Selection |
↓↓↓

I would probably do very much what I have done in life, except I'd do it a little earlier. I would have tried to be a little bit better when I was running a partnership in terms of aggregating the money faster. I used to work with $5,000 contributions from partners. You know, I would try to develop an audited record of performance as early as I could. I would try to attract some money, and then when I'd build up a fair amount of money out of investing, I would try to get into something much more interesting, which would be buying businesses to keep.
You mentioned private equity, which very often is buying businesses to sell, but I don't want to be buying and selling businesses. I mean, if I establish relationships with people that come to me with their business and they want to join Berkshire, I want it to be for keeps. And that's been enormously satisfying, but it takes some capital to get into that business, and I didn't have any capital when I started out. So, I built it through managing money for myself and other people combined. Like I say, I would get us through that process as fast as I could and then into a game where I could buy businesses of significance and interest to me, and then I spent the rest of my life doing it just as I've done.
Charlie, well I've got nothing to add to that either. I do it with Charlie incidentally. I just think that people like me that have huge incomes—I have no tax planning, I don't have any gimmicks, I don't have Swiss bank accounts, I don't have any of that kind of stuff. But when I get all through, you know, I've made the calculation four different times—three different times, 2004, 2006, and 2010—and in all three of those years, when my income was anywhere from 25 to 65 or so million, I came in with the lowest tax rate in our office. We had maybe 15 to 22 or so people in the office at different times during that, and everybody in the office was surprised. They were all in the 30s, and I was several times, you know, in this area of 17%.
That's because the tax law has gotten moved over the years in a way to favor people that make huge amounts of money. Imagine having 270 million of income, and I believe there were 31 of the 400 that were below 10% on tax rates, and that counts payroll taxes as well. Like I say, my cleaning lady, and I've been asked to explain— I keep talking about my cleaning lady. Well, my wife wants it very clear: she doesn't have a cleaning lady.
This is a cleaning lady at the office—Mary—that I—my wife has gotten very—she does not have a cook, she does not have a cleaning lady, and she got a little tired of me implying that she had one. So, it's my cleaning lady at the office has been paying 15.3% on social security taxes, at the same time that an appreciable number of people making hundreds of millions of dollars a year are paying less than 10%. I think it's time to take a look at that.
When you get into consumer products, you're really interested in finding out or thinking about what is in the mind of how many people throughout the world about a product now and what it's likely to be in their mind five or 10 or 20 years from now. Now virtually every person in the globe—maybe, well, let's get it down to 75% of the people in the globe—have some notion in their mind about Coca-Cola. The word Coca-Cola means something to them. You know, RC Cola doesn't mean anything to virtually anyone in the world but, you know, does with the guy who owns RC, you know, and the bottler.

↑↑↑

Problems and tasks |
[a] Repeat everything in the remarks on investing and taxes from "I would probably" down to "businesses to keep.".
[b] Finish out the next part of the remarks on investing and taxes, picking up after the last sentence shown.

[Excerpts from point annotation data]

↓↓↓

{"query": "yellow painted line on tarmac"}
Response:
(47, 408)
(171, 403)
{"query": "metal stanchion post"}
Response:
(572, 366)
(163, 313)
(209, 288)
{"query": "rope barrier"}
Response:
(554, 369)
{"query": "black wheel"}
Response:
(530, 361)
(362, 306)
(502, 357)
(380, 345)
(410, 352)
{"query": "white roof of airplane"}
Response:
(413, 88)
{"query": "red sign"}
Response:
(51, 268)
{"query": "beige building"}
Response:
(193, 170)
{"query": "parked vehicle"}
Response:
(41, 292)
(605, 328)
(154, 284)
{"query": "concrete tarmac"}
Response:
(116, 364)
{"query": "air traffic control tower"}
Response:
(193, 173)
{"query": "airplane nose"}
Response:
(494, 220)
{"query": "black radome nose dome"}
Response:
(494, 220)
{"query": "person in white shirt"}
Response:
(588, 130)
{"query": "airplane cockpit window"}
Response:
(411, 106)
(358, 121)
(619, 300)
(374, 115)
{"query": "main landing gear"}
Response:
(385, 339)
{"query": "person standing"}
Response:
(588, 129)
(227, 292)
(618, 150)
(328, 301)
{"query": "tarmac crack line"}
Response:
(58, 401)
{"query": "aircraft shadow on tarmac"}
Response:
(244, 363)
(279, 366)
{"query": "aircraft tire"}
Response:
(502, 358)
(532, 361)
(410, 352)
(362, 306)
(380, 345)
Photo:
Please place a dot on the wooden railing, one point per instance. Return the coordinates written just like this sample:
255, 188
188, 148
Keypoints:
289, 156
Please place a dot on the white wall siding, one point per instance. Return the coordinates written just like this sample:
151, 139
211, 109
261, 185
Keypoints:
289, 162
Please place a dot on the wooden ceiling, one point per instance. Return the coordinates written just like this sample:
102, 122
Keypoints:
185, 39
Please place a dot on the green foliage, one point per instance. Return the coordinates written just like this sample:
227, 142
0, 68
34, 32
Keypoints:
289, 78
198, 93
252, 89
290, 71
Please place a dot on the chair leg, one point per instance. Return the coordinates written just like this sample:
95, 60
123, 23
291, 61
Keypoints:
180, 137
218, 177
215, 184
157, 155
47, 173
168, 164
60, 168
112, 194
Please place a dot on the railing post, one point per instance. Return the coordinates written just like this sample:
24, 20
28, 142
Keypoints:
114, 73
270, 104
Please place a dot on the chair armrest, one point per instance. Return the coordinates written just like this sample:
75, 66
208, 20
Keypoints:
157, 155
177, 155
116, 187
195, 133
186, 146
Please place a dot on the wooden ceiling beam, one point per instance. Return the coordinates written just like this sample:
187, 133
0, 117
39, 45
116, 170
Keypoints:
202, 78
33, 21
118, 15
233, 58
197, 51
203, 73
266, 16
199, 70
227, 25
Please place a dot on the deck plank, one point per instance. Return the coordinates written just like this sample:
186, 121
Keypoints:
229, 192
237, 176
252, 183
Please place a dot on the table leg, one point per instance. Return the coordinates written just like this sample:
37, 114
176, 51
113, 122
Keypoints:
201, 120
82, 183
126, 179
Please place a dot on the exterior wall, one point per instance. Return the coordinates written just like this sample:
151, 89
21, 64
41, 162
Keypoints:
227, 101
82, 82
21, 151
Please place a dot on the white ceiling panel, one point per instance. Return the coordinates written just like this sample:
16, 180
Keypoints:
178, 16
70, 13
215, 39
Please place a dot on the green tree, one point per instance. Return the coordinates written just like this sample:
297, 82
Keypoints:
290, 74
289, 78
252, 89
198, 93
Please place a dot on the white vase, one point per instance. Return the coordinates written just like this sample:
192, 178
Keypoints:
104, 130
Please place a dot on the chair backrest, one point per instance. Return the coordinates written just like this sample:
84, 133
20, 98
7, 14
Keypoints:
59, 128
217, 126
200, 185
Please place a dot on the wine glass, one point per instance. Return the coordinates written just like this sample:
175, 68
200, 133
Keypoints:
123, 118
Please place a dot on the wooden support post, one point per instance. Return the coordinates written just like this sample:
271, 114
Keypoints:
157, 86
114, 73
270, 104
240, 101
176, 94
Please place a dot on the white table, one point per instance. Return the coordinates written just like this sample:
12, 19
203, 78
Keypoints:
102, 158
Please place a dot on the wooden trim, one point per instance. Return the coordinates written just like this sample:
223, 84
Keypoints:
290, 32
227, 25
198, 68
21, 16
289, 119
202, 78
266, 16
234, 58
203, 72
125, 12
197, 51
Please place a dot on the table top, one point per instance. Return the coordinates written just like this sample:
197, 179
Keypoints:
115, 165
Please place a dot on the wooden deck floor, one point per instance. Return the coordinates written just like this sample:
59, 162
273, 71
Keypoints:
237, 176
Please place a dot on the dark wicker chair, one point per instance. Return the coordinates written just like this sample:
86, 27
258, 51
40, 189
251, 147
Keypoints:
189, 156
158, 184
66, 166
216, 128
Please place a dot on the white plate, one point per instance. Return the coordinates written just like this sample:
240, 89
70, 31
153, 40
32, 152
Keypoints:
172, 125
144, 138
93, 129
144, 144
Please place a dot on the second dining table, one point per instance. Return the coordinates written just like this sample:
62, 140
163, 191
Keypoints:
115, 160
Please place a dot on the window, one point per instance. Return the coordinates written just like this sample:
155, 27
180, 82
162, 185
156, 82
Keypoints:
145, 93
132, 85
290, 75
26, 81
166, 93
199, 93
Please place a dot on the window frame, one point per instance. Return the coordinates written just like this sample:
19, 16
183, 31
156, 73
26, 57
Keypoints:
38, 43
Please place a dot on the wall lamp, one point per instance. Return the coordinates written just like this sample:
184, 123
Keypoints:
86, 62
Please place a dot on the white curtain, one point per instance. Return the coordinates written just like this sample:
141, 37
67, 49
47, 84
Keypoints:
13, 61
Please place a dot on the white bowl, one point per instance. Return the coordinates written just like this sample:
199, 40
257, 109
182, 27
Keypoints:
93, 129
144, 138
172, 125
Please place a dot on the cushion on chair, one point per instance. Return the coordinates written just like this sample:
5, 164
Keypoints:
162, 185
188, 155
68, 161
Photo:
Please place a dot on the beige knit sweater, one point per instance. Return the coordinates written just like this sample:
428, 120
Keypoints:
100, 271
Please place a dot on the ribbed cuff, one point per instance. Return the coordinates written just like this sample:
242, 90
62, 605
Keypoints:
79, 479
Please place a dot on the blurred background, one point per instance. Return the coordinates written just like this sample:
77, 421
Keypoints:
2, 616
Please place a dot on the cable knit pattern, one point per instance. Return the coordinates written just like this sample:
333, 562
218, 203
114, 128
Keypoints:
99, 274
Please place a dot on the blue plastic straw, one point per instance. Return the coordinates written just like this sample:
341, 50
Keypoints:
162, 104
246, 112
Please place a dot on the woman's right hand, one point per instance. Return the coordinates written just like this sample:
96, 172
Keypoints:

↑↑↑

Outputs by task |
[a]
I would probably do very much what I have done in life, except I'd do it a little earlier. I would have tried to be a little bit better when I was running a partnership in terms of aggregating the money faster. I used to work with $5,000 contributions from partners. You know, I would try to develop an audited record of performance as early as I could. I would try to attract some money, and then when I'd build up a fair amount of money out of investing, I would try to get into something much more interesting, which would be buying businesses to keep.

[b]
But everybody has something in their mind about Coca-Cola, and overwhelmingly it's favorable. It's associated with pleasant experiences. Now part of that is by design; I mean it is where you are happy. It is Disneyland, Disney World, and it's at ballparks, and it's every place that you're likely to have a smile on your face, including the Berkshire Hathaway meeting, I might add. That position in the mind is pretty firmly established, and it's established in close to 200 countries around the world with people. A year from now, it will be established in more minds and it will have a slightly, slightly, slightly different overall position.
And 10 years from now, the position can move just a little bit more. It's share a mind; it's not share a market. It's share a mind that counts. Disney is the same way: Disney means something to billions of people. If you're a parent with a couple of young children and you've got 50 videos in front of you that you can buy, you're not going to sit on and preview an hour and a half of each video before deciding what one to stick in front of your kids. You know, you have got something in your mind about Disney, and you don't have it about the ABC Video Company, or you don't even have it about 20th Century, you know, you don't have it about Paramount.
So that name, to billions of people, including lots of people outside this country, has a meaning, and that meaning overwhelmingly is favorable. It's reinforced by the other activities of the company. Just think of what somebody would pay if they could actually buy that share of mind, you know, of billions of people around the world. You can't do it. You can't do it by a billion dollar advertising budget or a $3 billion advertising budget or hiring 20,000 super salesmen.
So you've got that. Now the question is, what does that stand for five or 10 or 20 years from now? You know there will be more people. You know there will be more people who have heard of Disney, and you know that there will always be parents who are interested in having something for their kids to do, and you know that kids will love the same sort of things.
And that—whoops—he emphasizes the key points when we get to those, but that is what you're trying to think about with a consumer product. That's what Charlie and I were thinking about when we bought See's Candy. I mean, here we were in 1972— you know, we think we know a fair amount about candy. I know more than when I sat down this morning. I mean, I had about 20 pieces already. But, you know, how does their face light up on Valentine's Day when you hand them a box of candy and say, you know, it’s some nondescript thing?
Say, here, honey, I took the low bid, you know, or something of the sort. No, I mean you want something, you know, you've got tens of millions of people—at least many millions of people—that remember that the first time they handed that box of candy, it wasn't that much thereafter that they got kissed for the first time or something. So, the memories are good; the associations good. The total process isn't just the candy; it's the person who takes care of you at Christmas time when they've been on their feet for eight hours and people have been yelling at them because they've been in line with 50 people in line and that person still smiles at them.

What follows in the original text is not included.